**Stated task 1:** Render the part of the records that opens with the line containing "Practice. Find the jacket" and closes with the line containing "point(111, 159)" as a Markdown table with columns named Row and Record line, numbering each line and leaving out blank lines.

**Page text:**
● ● ● ●

Teens are anxious and depressed: drivers' licenses decline; Richard Hanania looks at social media; Noah Smith blames smart phones. Cowen/Yglesias/Dreher see a progressivism connection
Mar 5, 2023·edited Mar 5, 2023Liked by Arnold Kling
The obvious step is to ban smartphones and tablets in K-12 public schools. Even during lunch or recess or whatever. They shouldn't be allowed in the building, and given the controls schools have on entry/exit these days that isn't hard to do.
I can buy that people in their private lives or private schools can make these decisions themselves, but kids are largely beyond their parents control when they are in school and most people need to send their kids to public school. Note that even if a parent doesn't let their kid have a phone, if their friend does the contagion is complete.
I have encountered zero parents who think this is a bad idea and many that think it is a great idea and complain about how much time kids spend on phones.
And while some school districts have made some motions in this direction it remains a problem. I think that there is a mixture of a few things:
1) Teachers like that the phones make the kids passive an easy to control
2) Even if they don't like #1, they don't want to deal with the hassle of conflict to take them away
3) Schools have unfortunately integrated screens into daily life. The local elementary school makes kids do some of their work on a tablet and it's not even possible for them to do their work without interacting with a screen.
Even for those that eschew "regulation" I think "take phones away from children in the mandatory schooling they are more or less forced to attend" is low hanging fruit.
Trust me. It's 2. "Hassle" is a massive understatement.

● ● ● ●

**Stated task 2:** Decide whether each statement agrees with the comment on smartphones in schools, answering yes or no and quoting the words that settle it. (a) The commenter has met parents who think banning phones in schools is a bad idea. (b) The local elementary school has kids do some of their work on a tablet. (c) The commenter would still allow phones during lunch or recess.

● ● ● ●

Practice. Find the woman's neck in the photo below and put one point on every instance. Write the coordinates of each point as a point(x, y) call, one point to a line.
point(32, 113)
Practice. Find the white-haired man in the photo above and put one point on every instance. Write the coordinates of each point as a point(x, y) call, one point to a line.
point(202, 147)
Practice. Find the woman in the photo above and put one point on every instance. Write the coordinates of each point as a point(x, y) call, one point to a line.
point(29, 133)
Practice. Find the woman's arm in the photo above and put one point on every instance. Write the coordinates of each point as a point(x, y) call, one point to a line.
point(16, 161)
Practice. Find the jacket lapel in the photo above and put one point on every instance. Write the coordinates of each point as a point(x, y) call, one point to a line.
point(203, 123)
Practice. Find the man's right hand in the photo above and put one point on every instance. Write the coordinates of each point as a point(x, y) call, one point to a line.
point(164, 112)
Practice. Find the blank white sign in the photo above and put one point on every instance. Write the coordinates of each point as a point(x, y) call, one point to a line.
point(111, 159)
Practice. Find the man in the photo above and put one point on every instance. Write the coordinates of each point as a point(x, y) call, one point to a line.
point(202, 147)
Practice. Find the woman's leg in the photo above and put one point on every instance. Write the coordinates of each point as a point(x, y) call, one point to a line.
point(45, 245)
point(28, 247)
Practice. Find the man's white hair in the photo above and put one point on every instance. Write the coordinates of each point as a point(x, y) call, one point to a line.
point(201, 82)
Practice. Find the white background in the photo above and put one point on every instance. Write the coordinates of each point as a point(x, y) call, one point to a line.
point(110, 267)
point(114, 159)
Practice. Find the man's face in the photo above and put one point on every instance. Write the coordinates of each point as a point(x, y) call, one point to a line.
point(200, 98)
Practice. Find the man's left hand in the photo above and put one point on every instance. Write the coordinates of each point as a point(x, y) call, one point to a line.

● ● ● ●

**Task response 1:**
| Row | Record line |
|---|---|
| 1 | Practice. Find the jacket lapel in the photo above and put one point on every instance. Write the coordinates of each point as a point(x, y) call, one point to a line. |
| 2 | point(203, 123) |
| 3 | Practice. Find the man's right hand in the photo above and put one point on every instance. Write the coordinates of each point as a point(x, y) call, one point to a line. |
| 4 | point(164, 112) |
| 5 | Practice. Find the blank white sign in the photo above and put one point on every instance. Write the coordinates of each point as a point(x, y) call, one point to a line. |
| 6 | point(111, 159) |

**Task response 2:**
(a) No: "I have encountered zero parents who think this is a bad idea"
(b) Yes: "The local elementary school makes kids do some of their work on a tablet"
(c) No: "The obvious step is to ban smartphones and tablets in K-12 public schools. Even during lunch or recess or whatever."